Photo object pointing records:
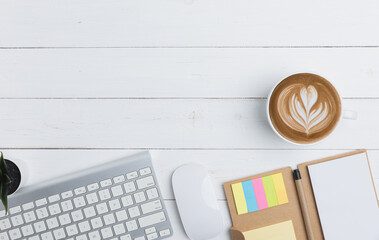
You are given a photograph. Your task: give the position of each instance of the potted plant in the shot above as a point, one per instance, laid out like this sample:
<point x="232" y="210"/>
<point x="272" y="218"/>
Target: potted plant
<point x="12" y="178"/>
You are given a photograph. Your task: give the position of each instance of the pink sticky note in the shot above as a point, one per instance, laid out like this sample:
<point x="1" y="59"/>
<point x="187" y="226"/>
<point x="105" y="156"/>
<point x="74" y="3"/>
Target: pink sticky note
<point x="260" y="193"/>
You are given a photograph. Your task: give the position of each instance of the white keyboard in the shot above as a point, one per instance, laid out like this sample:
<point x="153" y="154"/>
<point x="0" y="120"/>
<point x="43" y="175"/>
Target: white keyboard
<point x="119" y="200"/>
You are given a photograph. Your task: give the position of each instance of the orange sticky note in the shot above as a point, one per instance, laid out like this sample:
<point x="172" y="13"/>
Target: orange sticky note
<point x="280" y="188"/>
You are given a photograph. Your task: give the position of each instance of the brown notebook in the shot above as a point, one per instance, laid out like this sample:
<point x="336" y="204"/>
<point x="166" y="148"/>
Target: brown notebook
<point x="245" y="221"/>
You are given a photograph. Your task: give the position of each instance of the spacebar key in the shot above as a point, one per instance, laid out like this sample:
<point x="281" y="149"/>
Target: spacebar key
<point x="152" y="219"/>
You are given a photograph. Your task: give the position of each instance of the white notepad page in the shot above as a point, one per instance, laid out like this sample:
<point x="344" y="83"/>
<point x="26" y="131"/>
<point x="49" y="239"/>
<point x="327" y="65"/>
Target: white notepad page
<point x="345" y="198"/>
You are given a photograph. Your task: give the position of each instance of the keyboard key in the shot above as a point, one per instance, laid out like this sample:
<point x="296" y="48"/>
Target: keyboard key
<point x="72" y="230"/>
<point x="42" y="213"/>
<point x="27" y="230"/>
<point x="52" y="223"/>
<point x="15" y="233"/>
<point x="117" y="191"/>
<point x="54" y="198"/>
<point x="59" y="234"/>
<point x="127" y="201"/>
<point x="152" y="236"/>
<point x="84" y="226"/>
<point x="80" y="190"/>
<point x="109" y="219"/>
<point x="81" y="237"/>
<point x="131" y="225"/>
<point x="145" y="171"/>
<point x="102" y="208"/>
<point x="41" y="202"/>
<point x="106" y="232"/>
<point x="96" y="223"/>
<point x="152" y="193"/>
<point x="39" y="226"/>
<point x="150" y="230"/>
<point x="15" y="210"/>
<point x="95" y="235"/>
<point x="67" y="194"/>
<point x="152" y="219"/>
<point x="119" y="229"/>
<point x="104" y="194"/>
<point x="28" y="206"/>
<point x="17" y="220"/>
<point x="4" y="236"/>
<point x="92" y="198"/>
<point x="33" y="238"/>
<point x="64" y="219"/>
<point x="164" y="232"/>
<point x="132" y="175"/>
<point x="47" y="236"/>
<point x="126" y="237"/>
<point x="151" y="206"/>
<point x="145" y="182"/>
<point x="114" y="204"/>
<point x="54" y="209"/>
<point x="67" y="206"/>
<point x="121" y="215"/>
<point x="93" y="187"/>
<point x="77" y="215"/>
<point x="106" y="183"/>
<point x="119" y="179"/>
<point x="79" y="202"/>
<point x="29" y="217"/>
<point x="89" y="212"/>
<point x="134" y="212"/>
<point x="129" y="187"/>
<point x="5" y="224"/>
<point x="139" y="197"/>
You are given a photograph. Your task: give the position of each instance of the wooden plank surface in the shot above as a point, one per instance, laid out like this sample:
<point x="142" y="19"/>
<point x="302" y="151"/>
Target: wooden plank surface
<point x="172" y="23"/>
<point x="162" y="123"/>
<point x="180" y="73"/>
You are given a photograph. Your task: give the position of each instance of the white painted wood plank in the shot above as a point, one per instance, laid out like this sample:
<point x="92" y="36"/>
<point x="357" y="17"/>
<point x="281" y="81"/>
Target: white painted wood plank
<point x="133" y="73"/>
<point x="189" y="123"/>
<point x="223" y="165"/>
<point x="77" y="23"/>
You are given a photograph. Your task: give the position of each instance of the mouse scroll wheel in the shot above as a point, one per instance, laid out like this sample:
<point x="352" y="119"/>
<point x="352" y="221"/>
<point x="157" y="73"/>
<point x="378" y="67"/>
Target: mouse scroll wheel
<point x="208" y="193"/>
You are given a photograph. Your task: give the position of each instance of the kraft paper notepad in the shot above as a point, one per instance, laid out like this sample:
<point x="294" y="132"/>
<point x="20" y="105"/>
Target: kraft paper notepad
<point x="268" y="202"/>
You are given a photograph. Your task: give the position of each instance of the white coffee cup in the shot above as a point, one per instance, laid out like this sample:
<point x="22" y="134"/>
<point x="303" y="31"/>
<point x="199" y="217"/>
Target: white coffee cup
<point x="345" y="114"/>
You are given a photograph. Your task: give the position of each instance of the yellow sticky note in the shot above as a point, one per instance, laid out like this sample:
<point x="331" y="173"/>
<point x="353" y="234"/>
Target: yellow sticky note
<point x="279" y="231"/>
<point x="280" y="188"/>
<point x="239" y="198"/>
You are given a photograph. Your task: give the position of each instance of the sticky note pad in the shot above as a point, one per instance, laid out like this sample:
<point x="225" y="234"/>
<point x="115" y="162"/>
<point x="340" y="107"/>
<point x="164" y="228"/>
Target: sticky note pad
<point x="260" y="193"/>
<point x="279" y="231"/>
<point x="239" y="198"/>
<point x="270" y="191"/>
<point x="251" y="201"/>
<point x="280" y="188"/>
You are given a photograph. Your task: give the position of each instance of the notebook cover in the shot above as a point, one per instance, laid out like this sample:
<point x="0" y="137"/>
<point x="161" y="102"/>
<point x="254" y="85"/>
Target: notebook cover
<point x="268" y="216"/>
<point x="311" y="202"/>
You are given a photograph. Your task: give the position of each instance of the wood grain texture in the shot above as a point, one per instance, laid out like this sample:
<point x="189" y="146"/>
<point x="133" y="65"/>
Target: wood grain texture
<point x="162" y="123"/>
<point x="180" y="73"/>
<point x="94" y="23"/>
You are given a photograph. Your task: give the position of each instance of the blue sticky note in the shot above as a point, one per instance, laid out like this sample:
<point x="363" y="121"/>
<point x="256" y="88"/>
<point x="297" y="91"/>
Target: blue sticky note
<point x="251" y="201"/>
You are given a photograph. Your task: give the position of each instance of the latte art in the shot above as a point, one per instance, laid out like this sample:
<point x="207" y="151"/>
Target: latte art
<point x="304" y="108"/>
<point x="305" y="111"/>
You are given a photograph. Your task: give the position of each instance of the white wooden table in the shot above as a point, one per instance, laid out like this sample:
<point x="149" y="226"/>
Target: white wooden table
<point x="84" y="82"/>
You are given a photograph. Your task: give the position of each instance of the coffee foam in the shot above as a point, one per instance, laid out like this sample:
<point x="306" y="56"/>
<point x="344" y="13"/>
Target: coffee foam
<point x="304" y="108"/>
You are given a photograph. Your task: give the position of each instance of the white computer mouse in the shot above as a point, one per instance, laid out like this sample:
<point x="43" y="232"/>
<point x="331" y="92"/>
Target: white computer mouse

*Short exercise*: Copy every record above exactly, leaving out the pictures.

*Solution for this exercise*:
You are given a photograph. Your task: give the position of each instance of the potted plant in the shot above as a point, one per instance, laid out like this sample:
<point x="232" y="210"/>
<point x="272" y="218"/>
Target: potted plant
<point x="12" y="178"/>
You are given a photograph. Your task: give the position of each instance of the pink sticky note in the shot above as a point, one per instance, laid out like this sample:
<point x="1" y="59"/>
<point x="187" y="226"/>
<point x="105" y="156"/>
<point x="74" y="3"/>
Target: pink sticky note
<point x="260" y="193"/>
You are given a photograph. Your task: give the position of each instance of the white keyboard in the shot above as a point, one per instance, laid out like this sample:
<point x="153" y="154"/>
<point x="0" y="120"/>
<point x="43" y="175"/>
Target: white keyboard
<point x="119" y="200"/>
You are given a photograph. Your task: give the position of each instance of the orange sticky note in the shot above as a point, one per instance, laid out like this sample:
<point x="172" y="13"/>
Target: orange sticky note
<point x="280" y="188"/>
You are given a photograph. Your task: give the position of each instance of the brown notebook in the shot above as a point, one per instance, laid out like this sample:
<point x="336" y="204"/>
<point x="166" y="148"/>
Target: brown notebook
<point x="245" y="221"/>
You are given a photograph. Your task: give the position of each instance of the spacebar key in the shot above as a point, one per instance, laid out like this sample:
<point x="281" y="149"/>
Target: spacebar key
<point x="152" y="219"/>
You are given a photograph. Your task: give the position of each instance of the white notepad page in the shot above as a point, one per instance, laid out like this sample:
<point x="344" y="83"/>
<point x="26" y="131"/>
<point x="49" y="239"/>
<point x="327" y="65"/>
Target: white notepad page
<point x="345" y="198"/>
You are given a photograph. Your task: give the position of each instance of the keyboard key in the shot above as a point, one per instance, laid out like this sample:
<point x="296" y="48"/>
Target: keyboard key
<point x="72" y="230"/>
<point x="42" y="213"/>
<point x="27" y="230"/>
<point x="52" y="223"/>
<point x="15" y="233"/>
<point x="117" y="191"/>
<point x="54" y="198"/>
<point x="59" y="234"/>
<point x="127" y="201"/>
<point x="152" y="236"/>
<point x="84" y="226"/>
<point x="80" y="190"/>
<point x="109" y="219"/>
<point x="81" y="237"/>
<point x="131" y="225"/>
<point x="145" y="171"/>
<point x="102" y="208"/>
<point x="41" y="202"/>
<point x="106" y="232"/>
<point x="96" y="223"/>
<point x="152" y="193"/>
<point x="39" y="226"/>
<point x="150" y="230"/>
<point x="15" y="210"/>
<point x="95" y="235"/>
<point x="67" y="194"/>
<point x="152" y="219"/>
<point x="119" y="229"/>
<point x="104" y="194"/>
<point x="28" y="206"/>
<point x="17" y="220"/>
<point x="4" y="236"/>
<point x="92" y="198"/>
<point x="33" y="238"/>
<point x="64" y="219"/>
<point x="164" y="232"/>
<point x="132" y="175"/>
<point x="47" y="236"/>
<point x="126" y="237"/>
<point x="151" y="206"/>
<point x="145" y="182"/>
<point x="114" y="204"/>
<point x="54" y="209"/>
<point x="67" y="206"/>
<point x="121" y="215"/>
<point x="93" y="187"/>
<point x="77" y="215"/>
<point x="106" y="183"/>
<point x="119" y="179"/>
<point x="79" y="202"/>
<point x="29" y="217"/>
<point x="89" y="212"/>
<point x="134" y="212"/>
<point x="129" y="187"/>
<point x="5" y="224"/>
<point x="139" y="197"/>
You are given a photograph. Your task: give the position of each instance of the wooden plank surface in the shot above as a point, one per instance, laid out like this sample:
<point x="142" y="19"/>
<point x="302" y="151"/>
Target: wooden plank surface
<point x="172" y="23"/>
<point x="162" y="123"/>
<point x="180" y="73"/>
You are given a photograph. Your task: give the position of each instance of the white painted wood plank in the shot above as a point, one per instance, laid out like this sample:
<point x="92" y="36"/>
<point x="357" y="17"/>
<point x="281" y="81"/>
Target: white painted wood plank
<point x="133" y="73"/>
<point x="189" y="123"/>
<point x="223" y="165"/>
<point x="77" y="23"/>
You are given a photograph. Your task: give the position of each instance of the mouse scroll wheel in the shot above as a point, one per instance, laid out like this sample:
<point x="352" y="119"/>
<point x="352" y="221"/>
<point x="157" y="73"/>
<point x="378" y="67"/>
Target: mouse scroll wheel
<point x="208" y="193"/>
You are given a photograph. Your task: give the position of each instance of the kraft paper notepad in the shot above as a point, one per instance, laid out like this sample:
<point x="294" y="132"/>
<point x="20" y="105"/>
Target: kraft paper notepad
<point x="268" y="202"/>
You are given a photograph. Your task: give the position of each instance of the white coffee cup in the shot above as a point, one per instance, laid out like this sample:
<point x="22" y="134"/>
<point x="303" y="31"/>
<point x="199" y="217"/>
Target: white coffee cup
<point x="345" y="114"/>
You are given a photograph. Your task: give the position of each instance of the yellow sticky note in the shot above as a point, one per instance, laid out like this sample:
<point x="331" y="173"/>
<point x="353" y="234"/>
Target: yellow sticky note
<point x="279" y="231"/>
<point x="280" y="188"/>
<point x="239" y="198"/>
You are given a photograph. Your task: give the position of each instance of the sticky note pad in the shot above as a point, one per instance, laid out like this sample:
<point x="225" y="234"/>
<point x="115" y="162"/>
<point x="340" y="107"/>
<point x="164" y="228"/>
Target: sticky note pad
<point x="260" y="193"/>
<point x="279" y="231"/>
<point x="239" y="198"/>
<point x="270" y="191"/>
<point x="251" y="201"/>
<point x="280" y="188"/>
You are given a photograph. Your task: give the position of each instance of the notebook cover in the shot above as a point, one per instance, laid out like this sample:
<point x="0" y="137"/>
<point x="161" y="102"/>
<point x="254" y="85"/>
Target: notebook cover
<point x="268" y="216"/>
<point x="311" y="202"/>
You are given a photograph. Your task: give the position of each instance of the wood grain texture in the shot above as a point, one per instance, laid out like this sample:
<point x="189" y="146"/>
<point x="133" y="65"/>
Target: wood grain texture
<point x="162" y="123"/>
<point x="180" y="73"/>
<point x="94" y="23"/>
You are given a photograph. Your task: give the position of each instance of the blue sticky note in the shot above as a point, one per instance, laid out like this sample:
<point x="363" y="121"/>
<point x="256" y="88"/>
<point x="297" y="91"/>
Target: blue sticky note
<point x="251" y="201"/>
You are given a photograph. Your task: give the position of each instance of the latte art in the shot above as a point, one per instance, laid out like this sample:
<point x="207" y="151"/>
Target: latte art
<point x="304" y="108"/>
<point x="305" y="111"/>
You are given a photograph. Your task: give the position of each instance of the white wooden table in the shot above as a point, one per instance, laid out like this sample:
<point x="149" y="226"/>
Target: white wooden table
<point x="84" y="82"/>
You are given a photograph. Your task: give the position of each instance of the coffee foam in the shot above as a point, one per instance, laid out like this sample:
<point x="306" y="56"/>
<point x="344" y="13"/>
Target: coffee foam
<point x="304" y="108"/>
You are given a photograph. Your task: give the position of each instance of the white computer mouse in the shot above as a point, one per instance, laid out like this sample:
<point x="43" y="232"/>
<point x="331" y="92"/>
Target: white computer mouse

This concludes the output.